What this task involves -> Would you restate every entry that follows, word for word, and leave out the pictures?

Supplied material ->
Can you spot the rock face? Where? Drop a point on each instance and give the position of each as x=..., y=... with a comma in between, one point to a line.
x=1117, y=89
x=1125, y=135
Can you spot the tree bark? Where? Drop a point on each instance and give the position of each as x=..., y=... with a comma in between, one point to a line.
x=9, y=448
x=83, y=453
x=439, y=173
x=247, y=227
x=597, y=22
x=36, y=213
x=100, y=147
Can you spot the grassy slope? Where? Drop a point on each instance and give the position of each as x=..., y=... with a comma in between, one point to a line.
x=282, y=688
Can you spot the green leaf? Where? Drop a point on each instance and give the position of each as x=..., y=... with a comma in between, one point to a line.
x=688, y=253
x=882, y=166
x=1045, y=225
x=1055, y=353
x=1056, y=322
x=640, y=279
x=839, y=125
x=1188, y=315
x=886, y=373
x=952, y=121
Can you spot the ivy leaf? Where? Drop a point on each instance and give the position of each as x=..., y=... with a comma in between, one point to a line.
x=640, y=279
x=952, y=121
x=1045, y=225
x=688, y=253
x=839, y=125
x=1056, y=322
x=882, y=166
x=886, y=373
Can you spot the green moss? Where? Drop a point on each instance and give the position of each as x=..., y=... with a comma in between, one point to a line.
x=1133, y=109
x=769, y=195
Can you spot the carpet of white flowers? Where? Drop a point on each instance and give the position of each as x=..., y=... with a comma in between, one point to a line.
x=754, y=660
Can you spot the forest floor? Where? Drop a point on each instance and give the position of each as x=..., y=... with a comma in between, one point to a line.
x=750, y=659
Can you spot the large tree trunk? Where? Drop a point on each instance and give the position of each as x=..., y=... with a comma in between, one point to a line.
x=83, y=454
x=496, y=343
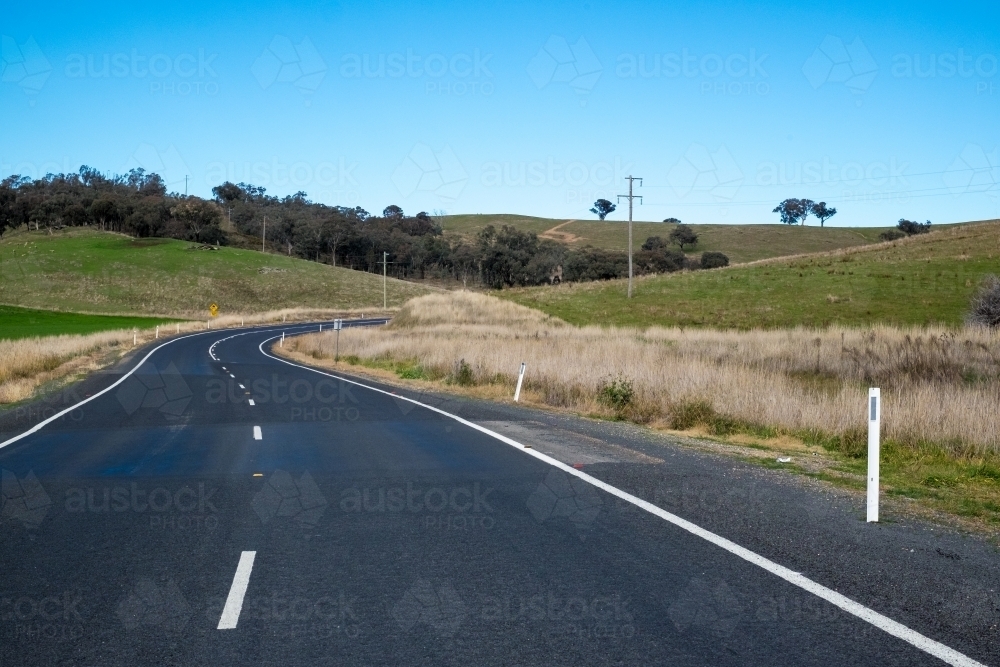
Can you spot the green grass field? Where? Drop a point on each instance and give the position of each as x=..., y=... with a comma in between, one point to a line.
x=741, y=243
x=25, y=323
x=104, y=273
x=920, y=280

Task output ->
Can you spot the rock face? Where? Drop a point on each instance and give the position of each as x=..., y=... with a comma in between, one point to a line.
x=1117, y=89
x=1125, y=135
Can you spot the tree bark? Where? Drop a point on each instance and give the position of each as x=..., y=... with a comma in between, one point to a line.
x=9, y=448
x=83, y=453
x=439, y=173
x=247, y=227
x=597, y=22
x=36, y=213
x=100, y=147
Can you spot the grassy slope? Where? Drop a point on each instance and give the position of each as x=..., y=... with a comma in between, one point to a line.
x=282, y=688
Can you spot the green leaf? Where? Drop a point on each instance and give the position of each as x=..., y=... with a comma in between, one point to a line.
x=688, y=253
x=882, y=166
x=1045, y=225
x=1055, y=353
x=1056, y=322
x=640, y=279
x=839, y=125
x=1188, y=315
x=886, y=373
x=952, y=121
Can you spot the ivy leaf? Where? Drop a point on each instance and give the position of each as x=..., y=... with a comma in between, one point to a line.
x=640, y=279
x=952, y=121
x=1045, y=225
x=688, y=253
x=839, y=125
x=1056, y=322
x=882, y=166
x=886, y=373
Can you spot the green moss? Where? Drop a point on each instance and give the position of each as x=..., y=... with a comma in between, one point to a line.
x=1133, y=109
x=769, y=195
Can you spot the carpet of white flowers? Where? Drop a point on each instance and give the position of each as x=..., y=... with a comma in between, one point to a line.
x=754, y=660
Can you spot the forest floor? Where? Drop a point on each instance and give the position of each as x=..., y=... with a comma in between, one point to a line.
x=750, y=659
Can you spot the large tree trunk? Where? Drop a point on each instance and give the position of each as x=..., y=... with a comma in between, one point to a line.
x=83, y=454
x=496, y=343
Can you spot the green grass field? Where? Drop a point on each instance and give the position of each as x=..., y=... with a comma in between, one point to a line.
x=741, y=243
x=25, y=323
x=104, y=273
x=920, y=280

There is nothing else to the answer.